Your objective: Copy the lines that follow, keeping every character the same.
┄┄┄┄┄┄┄┄┄┄┄┄┄┄┄┄┄┄┄┄
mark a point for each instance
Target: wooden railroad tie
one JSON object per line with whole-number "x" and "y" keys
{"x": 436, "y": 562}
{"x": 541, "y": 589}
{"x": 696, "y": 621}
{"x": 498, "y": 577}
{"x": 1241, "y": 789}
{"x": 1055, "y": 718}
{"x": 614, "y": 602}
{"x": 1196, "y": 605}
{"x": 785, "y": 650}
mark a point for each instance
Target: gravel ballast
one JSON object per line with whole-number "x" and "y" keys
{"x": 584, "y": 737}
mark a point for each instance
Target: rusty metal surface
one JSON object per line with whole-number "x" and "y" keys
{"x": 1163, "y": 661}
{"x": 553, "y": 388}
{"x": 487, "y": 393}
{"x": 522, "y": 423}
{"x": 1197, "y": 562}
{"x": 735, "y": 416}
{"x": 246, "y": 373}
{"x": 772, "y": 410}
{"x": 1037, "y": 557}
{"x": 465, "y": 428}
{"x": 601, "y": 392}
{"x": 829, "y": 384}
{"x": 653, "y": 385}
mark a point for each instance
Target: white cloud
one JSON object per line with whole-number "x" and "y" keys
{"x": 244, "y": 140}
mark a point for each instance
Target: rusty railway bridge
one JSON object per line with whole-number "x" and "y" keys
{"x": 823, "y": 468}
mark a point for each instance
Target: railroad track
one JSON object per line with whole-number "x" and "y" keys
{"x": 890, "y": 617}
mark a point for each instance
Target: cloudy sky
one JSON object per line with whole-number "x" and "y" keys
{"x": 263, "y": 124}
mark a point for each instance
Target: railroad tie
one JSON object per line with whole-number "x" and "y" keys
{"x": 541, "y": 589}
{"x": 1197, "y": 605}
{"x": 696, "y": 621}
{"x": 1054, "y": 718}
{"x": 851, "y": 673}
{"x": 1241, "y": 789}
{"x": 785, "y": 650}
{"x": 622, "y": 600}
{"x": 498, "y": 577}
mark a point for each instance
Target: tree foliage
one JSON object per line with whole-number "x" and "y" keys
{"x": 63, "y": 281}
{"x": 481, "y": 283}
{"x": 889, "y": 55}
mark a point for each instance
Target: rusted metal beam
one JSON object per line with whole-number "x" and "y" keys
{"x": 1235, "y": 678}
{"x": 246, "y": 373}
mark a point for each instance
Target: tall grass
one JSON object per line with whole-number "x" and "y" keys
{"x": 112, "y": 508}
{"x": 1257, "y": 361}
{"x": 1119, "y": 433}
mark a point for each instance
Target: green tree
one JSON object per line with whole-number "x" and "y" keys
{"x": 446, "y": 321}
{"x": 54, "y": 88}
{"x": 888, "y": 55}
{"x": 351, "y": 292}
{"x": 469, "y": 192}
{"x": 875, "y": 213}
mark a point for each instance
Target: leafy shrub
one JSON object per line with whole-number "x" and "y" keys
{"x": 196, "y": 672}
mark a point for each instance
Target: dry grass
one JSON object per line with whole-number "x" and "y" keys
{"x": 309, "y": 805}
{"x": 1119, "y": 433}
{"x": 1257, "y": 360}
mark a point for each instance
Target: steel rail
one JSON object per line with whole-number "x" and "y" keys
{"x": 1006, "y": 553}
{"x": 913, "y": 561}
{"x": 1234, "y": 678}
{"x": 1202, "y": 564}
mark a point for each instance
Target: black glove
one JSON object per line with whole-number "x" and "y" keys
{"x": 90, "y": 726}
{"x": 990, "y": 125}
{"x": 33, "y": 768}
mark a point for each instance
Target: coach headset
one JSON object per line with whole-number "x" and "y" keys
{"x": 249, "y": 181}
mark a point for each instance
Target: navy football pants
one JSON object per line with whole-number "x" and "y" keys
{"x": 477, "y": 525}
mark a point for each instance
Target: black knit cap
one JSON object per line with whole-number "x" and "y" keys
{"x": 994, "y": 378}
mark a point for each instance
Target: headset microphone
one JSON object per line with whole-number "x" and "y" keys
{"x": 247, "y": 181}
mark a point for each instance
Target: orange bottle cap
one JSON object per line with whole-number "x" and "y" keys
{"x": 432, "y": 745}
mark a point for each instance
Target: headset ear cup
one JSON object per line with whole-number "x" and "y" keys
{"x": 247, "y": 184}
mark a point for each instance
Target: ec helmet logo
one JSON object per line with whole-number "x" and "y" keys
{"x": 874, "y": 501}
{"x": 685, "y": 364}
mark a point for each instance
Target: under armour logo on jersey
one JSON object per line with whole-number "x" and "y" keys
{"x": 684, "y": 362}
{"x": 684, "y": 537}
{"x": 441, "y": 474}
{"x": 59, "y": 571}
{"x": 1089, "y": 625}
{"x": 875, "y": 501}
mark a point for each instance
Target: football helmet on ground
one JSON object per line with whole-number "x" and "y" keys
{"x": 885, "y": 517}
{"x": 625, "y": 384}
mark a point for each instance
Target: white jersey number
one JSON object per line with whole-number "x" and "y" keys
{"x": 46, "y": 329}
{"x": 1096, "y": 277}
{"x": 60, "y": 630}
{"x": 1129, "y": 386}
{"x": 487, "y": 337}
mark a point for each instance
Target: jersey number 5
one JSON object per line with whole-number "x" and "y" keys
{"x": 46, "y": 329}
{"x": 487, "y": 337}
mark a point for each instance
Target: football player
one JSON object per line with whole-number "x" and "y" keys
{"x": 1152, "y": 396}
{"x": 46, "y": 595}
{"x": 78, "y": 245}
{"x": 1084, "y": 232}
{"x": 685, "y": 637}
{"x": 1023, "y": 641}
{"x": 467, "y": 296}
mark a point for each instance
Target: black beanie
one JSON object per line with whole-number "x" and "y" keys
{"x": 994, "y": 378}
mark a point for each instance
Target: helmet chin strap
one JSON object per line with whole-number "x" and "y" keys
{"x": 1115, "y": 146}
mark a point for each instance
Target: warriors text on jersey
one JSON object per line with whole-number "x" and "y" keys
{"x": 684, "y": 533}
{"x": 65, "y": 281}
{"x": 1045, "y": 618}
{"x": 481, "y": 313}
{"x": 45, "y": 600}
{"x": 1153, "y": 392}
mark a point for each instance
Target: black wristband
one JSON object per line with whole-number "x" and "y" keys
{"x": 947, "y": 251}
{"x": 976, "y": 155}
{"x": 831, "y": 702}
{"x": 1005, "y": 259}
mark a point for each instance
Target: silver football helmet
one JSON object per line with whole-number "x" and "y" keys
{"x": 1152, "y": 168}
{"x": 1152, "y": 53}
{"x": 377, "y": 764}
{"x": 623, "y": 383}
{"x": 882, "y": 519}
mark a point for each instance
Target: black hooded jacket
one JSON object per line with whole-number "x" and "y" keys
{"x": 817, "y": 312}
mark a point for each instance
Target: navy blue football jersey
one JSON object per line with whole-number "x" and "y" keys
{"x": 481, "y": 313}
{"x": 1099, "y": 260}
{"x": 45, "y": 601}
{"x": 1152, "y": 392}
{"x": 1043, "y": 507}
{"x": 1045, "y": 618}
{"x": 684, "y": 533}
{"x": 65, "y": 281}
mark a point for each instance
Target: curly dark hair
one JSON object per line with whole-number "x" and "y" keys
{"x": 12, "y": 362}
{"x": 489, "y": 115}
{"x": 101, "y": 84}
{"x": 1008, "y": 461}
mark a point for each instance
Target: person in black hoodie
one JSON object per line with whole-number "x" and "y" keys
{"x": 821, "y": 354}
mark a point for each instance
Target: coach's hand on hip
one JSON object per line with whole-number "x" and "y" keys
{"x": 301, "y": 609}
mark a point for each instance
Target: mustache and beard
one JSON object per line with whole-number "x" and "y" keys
┄┄┄┄┄┄┄┄┄┄┄┄┄┄┄┄┄┄┄┄
Task result:
mark a point for each instance
Target: wooden railroad tie
one JSON object per line with whole-number "x" and "y" keys
{"x": 436, "y": 562}
{"x": 541, "y": 589}
{"x": 696, "y": 621}
{"x": 498, "y": 577}
{"x": 1241, "y": 789}
{"x": 1055, "y": 718}
{"x": 614, "y": 602}
{"x": 1196, "y": 605}
{"x": 785, "y": 650}
mark a point for each instance
Target: gravel ballast
one JSON object per line with whole-number "x" and "y" keys
{"x": 584, "y": 737}
mark a point for each instance
Target: rusty metal surface
one JSON object per line with whole-number "x" and "y" keys
{"x": 1163, "y": 661}
{"x": 553, "y": 388}
{"x": 487, "y": 393}
{"x": 522, "y": 423}
{"x": 1197, "y": 562}
{"x": 735, "y": 416}
{"x": 246, "y": 373}
{"x": 772, "y": 410}
{"x": 1037, "y": 557}
{"x": 465, "y": 428}
{"x": 601, "y": 392}
{"x": 829, "y": 384}
{"x": 653, "y": 385}
mark a point for each instance
Target: white cloud
one JSON object per line with whole-number "x" and "y" keys
{"x": 244, "y": 140}
mark a point for each instance
Target: rusty railway bridge
one JSON object per line with whole-number "x" and "y" keys
{"x": 823, "y": 468}
mark a point for each instance
Target: railroad track
one JSON object per line with whole-number "x" and "y" keys
{"x": 890, "y": 617}
mark a point for each instance
Target: cloudy sky
one JSON object per line with whole-number "x" and "y" keys
{"x": 263, "y": 124}
mark a point for each instance
Target: railroad tie
one JSON object per line with whole-number "x" and "y" keys
{"x": 541, "y": 589}
{"x": 1197, "y": 605}
{"x": 696, "y": 621}
{"x": 1054, "y": 718}
{"x": 851, "y": 673}
{"x": 1241, "y": 789}
{"x": 785, "y": 650}
{"x": 622, "y": 600}
{"x": 498, "y": 577}
mark a point for each instance
Target: tree foliage
one JSON object per line with whole-number "x" and "y" keys
{"x": 63, "y": 281}
{"x": 481, "y": 283}
{"x": 889, "y": 55}
mark a point for each instance
Target: rusted metal beam
one JSON object per line with whole-number "x" and "y" keys
{"x": 1235, "y": 678}
{"x": 246, "y": 373}
mark a point for each instance
Target: tall grass
one JSON object per line with whole-number "x" and "y" keys
{"x": 112, "y": 508}
{"x": 1257, "y": 361}
{"x": 1119, "y": 433}
mark a point for each instance
Target: green tree
one JSON object per line with whole-number "x" and "y" keys
{"x": 446, "y": 321}
{"x": 54, "y": 88}
{"x": 888, "y": 55}
{"x": 351, "y": 292}
{"x": 469, "y": 192}
{"x": 875, "y": 213}
mark a point for each instance
Target: leafy shrub
one JSON object per line with whole-number "x" and "y" keys
{"x": 196, "y": 672}
mark a point for each instance
Target: dry grass
one JSON object per line with whole-number "x" and "y" keys
{"x": 309, "y": 805}
{"x": 1119, "y": 433}
{"x": 1257, "y": 360}
mark a point for each instance
Target: steel rail
one JSON object per line with whole-number "x" and "y" keys
{"x": 1006, "y": 553}
{"x": 913, "y": 561}
{"x": 1234, "y": 678}
{"x": 1202, "y": 564}
mark a point for each instance
Target: black glove
one JSON object per line with whole-number "x" and "y" keys
{"x": 90, "y": 726}
{"x": 990, "y": 125}
{"x": 33, "y": 768}
mark a point for each instance
Target: coach headset
one JSON object per line with whole-number "x" and "y" keys
{"x": 249, "y": 181}
mark a point for each instance
Target: navy football pants
one JSON object per line with whole-number "x" and "y" keys
{"x": 477, "y": 525}
mark a point for each instance
Target: black knit cap
one JSON object per line with whole-number "x" and "y" keys
{"x": 994, "y": 378}
mark a point for each instance
Target: headset microphone
one JSON object per line with whole-number "x" and "y" keys
{"x": 247, "y": 181}
mark a point for each instance
Target: orange bottle cap
one JSON object per line with whole-number "x" and "y" keys
{"x": 432, "y": 745}
mark a point for each instance
Target: headset ear cup
one JSON object per line with whole-number "x" and "y" keys
{"x": 247, "y": 184}
mark a point for each instance
Target: ec helmet logo
one JSON object per line with whole-number "x" and "y" keys
{"x": 874, "y": 501}
{"x": 685, "y": 364}
mark a point for each instance
Target: under armour logo on jersey
one JSON object per line with whole-number "x" and "y" keys
{"x": 684, "y": 362}
{"x": 684, "y": 537}
{"x": 441, "y": 474}
{"x": 59, "y": 571}
{"x": 1089, "y": 625}
{"x": 875, "y": 501}
mark a point for each instance
Target: football helmet on ground
one JSON object per line with whole-number "x" and "y" keys
{"x": 885, "y": 517}
{"x": 625, "y": 384}
mark a point for each instance
Target: white jersey number
one JSON object per line with whole-number "x" and "y" keys
{"x": 46, "y": 329}
{"x": 1096, "y": 277}
{"x": 60, "y": 630}
{"x": 1129, "y": 386}
{"x": 487, "y": 337}
mark a point for each instance
Target: jersey number 5
one JSON object per line with whole-number "x" and "y" keys
{"x": 46, "y": 329}
{"x": 487, "y": 337}
mark a point for each instance
Target: football player
one JSON object per line with whole-number "x" and "y" keys
{"x": 1152, "y": 396}
{"x": 46, "y": 595}
{"x": 78, "y": 245}
{"x": 1084, "y": 232}
{"x": 685, "y": 637}
{"x": 1023, "y": 641}
{"x": 467, "y": 296}
mark a point for each instance
Target: black beanie
one JSON object per line with whole-number "x" and "y" keys
{"x": 994, "y": 378}
mark a point for each instance
Target: helmet chin strap
one JSON object per line with whole-number "x" and "y" keys
{"x": 1115, "y": 146}
mark a point for each instance
Target: warriors text on jersey
one JSON object per line with whole-number "x" and "y" keys
{"x": 684, "y": 533}
{"x": 65, "y": 281}
{"x": 1045, "y": 618}
{"x": 481, "y": 313}
{"x": 45, "y": 600}
{"x": 1153, "y": 392}
mark a point for each instance
Target: black wristband
one JSON object per line with whole-number "x" and "y" keys
{"x": 947, "y": 251}
{"x": 976, "y": 155}
{"x": 831, "y": 702}
{"x": 1005, "y": 259}
mark a point for each instance
Target: silver football helmet
one JSON object per line with whole-number "x" and "y" keys
{"x": 1152, "y": 168}
{"x": 1152, "y": 53}
{"x": 377, "y": 764}
{"x": 623, "y": 383}
{"x": 882, "y": 519}
mark a point for each instance
Target: black hooded jacket
one JSON object per line with whole-number "x" and "y" keys
{"x": 817, "y": 312}
mark a point for each instance
Target: navy blue football jersey
one JSON object per line with whole-number "x" and "y" keys
{"x": 481, "y": 313}
{"x": 1099, "y": 260}
{"x": 45, "y": 601}
{"x": 1152, "y": 392}
{"x": 1043, "y": 507}
{"x": 1045, "y": 618}
{"x": 684, "y": 533}
{"x": 65, "y": 281}
mark a point for each instance
Target: curly dark hair
one JSON object per line with whole-number "x" and "y" keys
{"x": 12, "y": 362}
{"x": 489, "y": 115}
{"x": 101, "y": 84}
{"x": 1008, "y": 461}
mark a point for each instance
Target: person in black hoodie
one JSON object per line with whole-number "x" and "y" keys
{"x": 821, "y": 354}
mark a point for each instance
Target: coach's hand on hip
one JSON object per line with whole-number "x" and "y" keys
{"x": 301, "y": 609}
mark a point for each instance
Target: mustache and beard
one JSON object per line with whole-number "x" and "y" keys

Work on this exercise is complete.